• **Problem requirements**: Render the lines below as a numbered list, skipping blank lines and leaving out the pictures.

Dataset entries:
§ §
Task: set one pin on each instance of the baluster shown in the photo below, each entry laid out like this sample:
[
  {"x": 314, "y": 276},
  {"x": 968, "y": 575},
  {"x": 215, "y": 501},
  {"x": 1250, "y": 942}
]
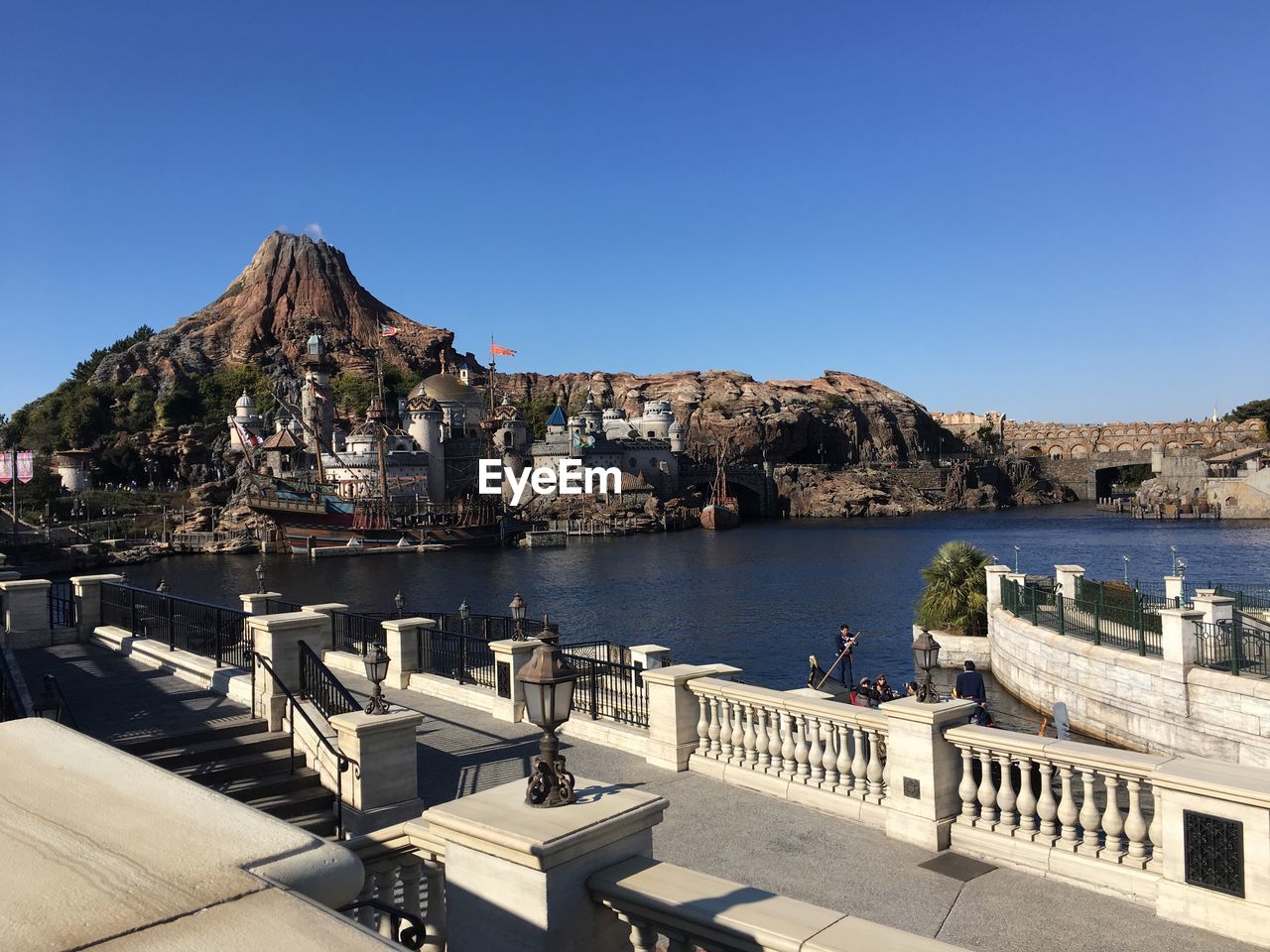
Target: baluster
§ §
• **Answer below**:
1. Task: set one pin on each instance of the baluster shown in the photo below, each entry laid out like this sample:
2. [
3.   {"x": 314, "y": 276},
4.   {"x": 968, "y": 575},
5.   {"x": 215, "y": 501},
6.   {"x": 1250, "y": 942}
7. ]
8. Target: baluster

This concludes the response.